* **TO BE DONE**
Rewrite every line of the material below, starting at the line containing "Practice. Point at the red fire" and ending at the line containing "<point>250,194</point>". Scale each point coordinate in the answers by 2.2 and round to a whole number, with halves rounding up, while leaving all other text unchanged.

[Dataset rows]
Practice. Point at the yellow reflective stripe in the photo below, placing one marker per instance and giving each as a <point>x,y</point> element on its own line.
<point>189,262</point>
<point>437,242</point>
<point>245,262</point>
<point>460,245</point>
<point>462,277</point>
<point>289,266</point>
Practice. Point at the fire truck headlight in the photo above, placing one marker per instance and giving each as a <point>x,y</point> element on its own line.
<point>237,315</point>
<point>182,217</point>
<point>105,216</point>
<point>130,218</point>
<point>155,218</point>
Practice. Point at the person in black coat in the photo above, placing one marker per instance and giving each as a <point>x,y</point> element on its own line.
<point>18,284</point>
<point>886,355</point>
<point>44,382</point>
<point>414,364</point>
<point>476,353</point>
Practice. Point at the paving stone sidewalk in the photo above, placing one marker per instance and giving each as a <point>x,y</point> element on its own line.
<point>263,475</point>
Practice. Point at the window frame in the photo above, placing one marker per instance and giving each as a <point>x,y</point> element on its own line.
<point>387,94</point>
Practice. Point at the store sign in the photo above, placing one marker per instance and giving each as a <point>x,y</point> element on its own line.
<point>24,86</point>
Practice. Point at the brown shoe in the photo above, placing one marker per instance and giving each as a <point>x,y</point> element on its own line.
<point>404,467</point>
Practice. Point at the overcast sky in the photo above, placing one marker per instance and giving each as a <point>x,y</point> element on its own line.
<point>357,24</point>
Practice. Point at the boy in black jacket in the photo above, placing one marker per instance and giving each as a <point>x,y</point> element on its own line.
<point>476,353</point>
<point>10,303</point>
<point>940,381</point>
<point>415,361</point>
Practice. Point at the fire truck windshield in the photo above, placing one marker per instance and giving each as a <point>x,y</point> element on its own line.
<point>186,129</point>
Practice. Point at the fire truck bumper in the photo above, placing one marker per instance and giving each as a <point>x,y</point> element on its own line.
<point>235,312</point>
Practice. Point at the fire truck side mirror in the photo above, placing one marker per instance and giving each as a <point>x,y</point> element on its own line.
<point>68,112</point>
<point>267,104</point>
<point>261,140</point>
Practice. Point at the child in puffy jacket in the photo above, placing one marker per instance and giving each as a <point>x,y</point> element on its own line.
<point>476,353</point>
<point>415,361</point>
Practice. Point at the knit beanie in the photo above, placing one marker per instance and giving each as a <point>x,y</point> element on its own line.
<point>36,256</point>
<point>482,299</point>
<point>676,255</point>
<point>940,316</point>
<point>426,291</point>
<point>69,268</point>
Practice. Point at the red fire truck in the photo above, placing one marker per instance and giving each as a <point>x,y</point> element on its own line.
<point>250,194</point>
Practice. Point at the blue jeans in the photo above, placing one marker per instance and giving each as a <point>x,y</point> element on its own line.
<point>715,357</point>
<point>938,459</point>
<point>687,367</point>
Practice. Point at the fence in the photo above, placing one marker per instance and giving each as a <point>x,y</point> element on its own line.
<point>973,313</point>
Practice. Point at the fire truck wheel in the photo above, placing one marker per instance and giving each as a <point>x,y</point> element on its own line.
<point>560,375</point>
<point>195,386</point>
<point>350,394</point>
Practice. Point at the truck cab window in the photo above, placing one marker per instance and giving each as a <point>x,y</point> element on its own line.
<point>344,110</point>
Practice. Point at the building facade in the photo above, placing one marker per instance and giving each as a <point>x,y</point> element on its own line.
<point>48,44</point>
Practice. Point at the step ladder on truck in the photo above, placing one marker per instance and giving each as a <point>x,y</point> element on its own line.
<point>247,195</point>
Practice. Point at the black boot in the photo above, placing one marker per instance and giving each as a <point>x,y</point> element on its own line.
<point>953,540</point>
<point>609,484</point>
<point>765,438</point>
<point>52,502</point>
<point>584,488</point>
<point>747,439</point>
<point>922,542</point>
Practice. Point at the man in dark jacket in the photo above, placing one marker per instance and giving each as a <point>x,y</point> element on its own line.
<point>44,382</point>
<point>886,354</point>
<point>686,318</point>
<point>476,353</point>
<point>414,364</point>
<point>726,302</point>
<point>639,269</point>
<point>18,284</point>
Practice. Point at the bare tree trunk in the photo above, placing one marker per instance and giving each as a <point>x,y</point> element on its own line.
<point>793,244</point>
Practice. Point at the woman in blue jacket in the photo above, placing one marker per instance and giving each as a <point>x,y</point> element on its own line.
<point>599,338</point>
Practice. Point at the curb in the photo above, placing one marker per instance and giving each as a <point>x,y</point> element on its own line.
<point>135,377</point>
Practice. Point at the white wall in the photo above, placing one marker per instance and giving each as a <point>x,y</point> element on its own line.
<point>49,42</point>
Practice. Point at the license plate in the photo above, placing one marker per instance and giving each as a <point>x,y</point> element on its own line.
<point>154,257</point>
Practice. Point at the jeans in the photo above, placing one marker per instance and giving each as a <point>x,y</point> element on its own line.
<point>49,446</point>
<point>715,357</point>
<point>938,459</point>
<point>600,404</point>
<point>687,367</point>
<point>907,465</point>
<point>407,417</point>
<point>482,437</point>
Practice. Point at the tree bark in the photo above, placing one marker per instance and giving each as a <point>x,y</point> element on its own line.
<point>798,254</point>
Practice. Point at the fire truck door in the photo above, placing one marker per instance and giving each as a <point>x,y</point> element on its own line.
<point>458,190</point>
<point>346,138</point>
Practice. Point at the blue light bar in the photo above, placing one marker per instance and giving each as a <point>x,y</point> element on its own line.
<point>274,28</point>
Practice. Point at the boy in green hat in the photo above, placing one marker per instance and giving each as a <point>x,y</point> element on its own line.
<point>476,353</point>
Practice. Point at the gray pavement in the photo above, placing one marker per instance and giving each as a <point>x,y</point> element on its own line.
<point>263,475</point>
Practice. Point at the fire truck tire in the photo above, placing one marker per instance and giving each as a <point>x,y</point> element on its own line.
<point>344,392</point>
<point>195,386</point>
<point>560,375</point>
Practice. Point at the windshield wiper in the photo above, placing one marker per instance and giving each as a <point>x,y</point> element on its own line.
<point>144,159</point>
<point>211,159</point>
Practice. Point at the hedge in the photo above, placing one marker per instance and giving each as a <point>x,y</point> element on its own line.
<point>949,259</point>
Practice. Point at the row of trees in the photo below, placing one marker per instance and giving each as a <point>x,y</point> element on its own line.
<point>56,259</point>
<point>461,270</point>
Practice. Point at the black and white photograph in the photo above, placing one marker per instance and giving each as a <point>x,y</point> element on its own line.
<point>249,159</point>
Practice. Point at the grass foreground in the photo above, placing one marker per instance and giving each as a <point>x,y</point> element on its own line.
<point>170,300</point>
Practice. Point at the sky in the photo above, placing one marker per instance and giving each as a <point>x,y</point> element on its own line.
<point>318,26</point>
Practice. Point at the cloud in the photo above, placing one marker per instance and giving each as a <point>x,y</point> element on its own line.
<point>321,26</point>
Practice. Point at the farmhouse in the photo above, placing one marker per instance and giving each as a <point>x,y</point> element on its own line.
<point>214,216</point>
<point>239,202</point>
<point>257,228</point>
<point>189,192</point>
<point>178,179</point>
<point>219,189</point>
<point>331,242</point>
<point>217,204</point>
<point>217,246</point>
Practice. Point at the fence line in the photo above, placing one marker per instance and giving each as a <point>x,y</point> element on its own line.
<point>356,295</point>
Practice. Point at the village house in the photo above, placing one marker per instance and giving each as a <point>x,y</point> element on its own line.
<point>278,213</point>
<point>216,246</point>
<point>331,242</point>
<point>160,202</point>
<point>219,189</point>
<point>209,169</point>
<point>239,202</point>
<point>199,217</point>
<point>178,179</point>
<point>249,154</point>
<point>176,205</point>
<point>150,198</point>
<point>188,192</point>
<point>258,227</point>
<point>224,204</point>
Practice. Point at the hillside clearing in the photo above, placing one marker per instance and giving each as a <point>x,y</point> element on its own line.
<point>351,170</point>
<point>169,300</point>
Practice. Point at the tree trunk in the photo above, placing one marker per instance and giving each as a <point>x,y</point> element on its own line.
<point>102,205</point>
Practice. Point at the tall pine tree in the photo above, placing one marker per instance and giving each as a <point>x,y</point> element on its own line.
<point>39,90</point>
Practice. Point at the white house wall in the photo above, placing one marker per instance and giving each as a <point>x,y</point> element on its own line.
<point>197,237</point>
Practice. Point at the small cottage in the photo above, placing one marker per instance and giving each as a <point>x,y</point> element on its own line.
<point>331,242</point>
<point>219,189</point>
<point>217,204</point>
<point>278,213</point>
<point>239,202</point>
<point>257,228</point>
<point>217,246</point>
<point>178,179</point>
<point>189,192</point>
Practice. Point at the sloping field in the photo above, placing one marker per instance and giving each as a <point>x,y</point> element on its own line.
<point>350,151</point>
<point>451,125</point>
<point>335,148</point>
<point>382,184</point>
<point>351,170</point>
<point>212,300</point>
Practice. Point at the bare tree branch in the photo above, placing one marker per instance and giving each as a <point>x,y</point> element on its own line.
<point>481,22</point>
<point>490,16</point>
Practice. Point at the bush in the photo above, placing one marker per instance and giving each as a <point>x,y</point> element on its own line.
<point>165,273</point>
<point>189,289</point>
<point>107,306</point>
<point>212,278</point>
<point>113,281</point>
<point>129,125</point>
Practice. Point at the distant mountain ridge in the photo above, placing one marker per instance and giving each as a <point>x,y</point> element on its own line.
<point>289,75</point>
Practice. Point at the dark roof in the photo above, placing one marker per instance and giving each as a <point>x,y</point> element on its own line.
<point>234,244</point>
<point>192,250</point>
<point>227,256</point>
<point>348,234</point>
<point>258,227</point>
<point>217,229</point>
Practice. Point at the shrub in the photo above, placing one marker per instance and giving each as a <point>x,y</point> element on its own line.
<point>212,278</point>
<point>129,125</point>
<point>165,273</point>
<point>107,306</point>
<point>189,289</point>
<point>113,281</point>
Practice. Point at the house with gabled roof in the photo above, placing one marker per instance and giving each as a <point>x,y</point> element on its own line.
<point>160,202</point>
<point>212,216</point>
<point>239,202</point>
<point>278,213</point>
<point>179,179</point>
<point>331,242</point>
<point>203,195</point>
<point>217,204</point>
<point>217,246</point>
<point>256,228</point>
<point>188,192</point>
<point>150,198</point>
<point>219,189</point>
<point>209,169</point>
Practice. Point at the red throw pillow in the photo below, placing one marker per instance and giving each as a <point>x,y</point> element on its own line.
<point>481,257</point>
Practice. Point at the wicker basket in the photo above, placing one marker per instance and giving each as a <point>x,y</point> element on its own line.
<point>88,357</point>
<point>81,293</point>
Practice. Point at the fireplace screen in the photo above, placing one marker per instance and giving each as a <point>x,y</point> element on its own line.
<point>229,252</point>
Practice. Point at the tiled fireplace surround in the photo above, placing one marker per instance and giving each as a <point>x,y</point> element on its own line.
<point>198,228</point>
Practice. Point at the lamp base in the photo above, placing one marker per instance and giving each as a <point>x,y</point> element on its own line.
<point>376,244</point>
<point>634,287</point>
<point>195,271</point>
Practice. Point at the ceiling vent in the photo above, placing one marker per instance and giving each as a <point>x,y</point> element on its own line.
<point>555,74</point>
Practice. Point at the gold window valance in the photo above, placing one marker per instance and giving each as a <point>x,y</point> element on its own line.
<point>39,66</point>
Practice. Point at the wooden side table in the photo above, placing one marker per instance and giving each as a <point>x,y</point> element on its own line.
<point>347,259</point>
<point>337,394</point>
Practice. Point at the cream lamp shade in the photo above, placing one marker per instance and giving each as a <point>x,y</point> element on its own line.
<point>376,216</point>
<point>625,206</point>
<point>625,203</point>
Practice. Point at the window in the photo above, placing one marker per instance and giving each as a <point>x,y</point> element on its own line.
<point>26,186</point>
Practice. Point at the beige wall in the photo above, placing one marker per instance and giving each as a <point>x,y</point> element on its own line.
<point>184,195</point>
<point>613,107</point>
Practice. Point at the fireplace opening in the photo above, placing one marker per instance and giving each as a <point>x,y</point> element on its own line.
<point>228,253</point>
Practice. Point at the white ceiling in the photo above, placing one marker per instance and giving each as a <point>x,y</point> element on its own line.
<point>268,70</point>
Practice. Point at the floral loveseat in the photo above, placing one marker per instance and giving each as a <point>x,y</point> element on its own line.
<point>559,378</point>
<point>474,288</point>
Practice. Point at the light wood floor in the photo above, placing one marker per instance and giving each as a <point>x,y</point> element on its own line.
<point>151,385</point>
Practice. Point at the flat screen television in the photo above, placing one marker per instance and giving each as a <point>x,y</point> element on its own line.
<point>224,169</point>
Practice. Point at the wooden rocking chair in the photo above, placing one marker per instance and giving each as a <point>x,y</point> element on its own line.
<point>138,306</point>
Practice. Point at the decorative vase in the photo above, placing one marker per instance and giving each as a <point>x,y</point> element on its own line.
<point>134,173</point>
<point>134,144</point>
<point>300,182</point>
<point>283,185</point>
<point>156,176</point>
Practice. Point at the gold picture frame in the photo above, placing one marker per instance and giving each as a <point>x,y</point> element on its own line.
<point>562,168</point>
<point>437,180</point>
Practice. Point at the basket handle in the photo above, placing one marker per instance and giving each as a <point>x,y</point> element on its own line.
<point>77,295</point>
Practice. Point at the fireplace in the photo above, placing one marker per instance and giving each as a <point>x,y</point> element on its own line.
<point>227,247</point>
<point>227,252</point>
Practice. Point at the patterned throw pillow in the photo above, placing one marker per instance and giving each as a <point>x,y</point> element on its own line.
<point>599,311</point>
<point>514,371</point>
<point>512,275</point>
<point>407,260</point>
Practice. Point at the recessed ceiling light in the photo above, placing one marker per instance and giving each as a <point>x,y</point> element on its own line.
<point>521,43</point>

* **EXERCISE ANSWER**
Practice. Point at the red fire truck in the photo above, placing one marker per instance and giving each as a <point>x,y</point> element on its own line.
<point>550,427</point>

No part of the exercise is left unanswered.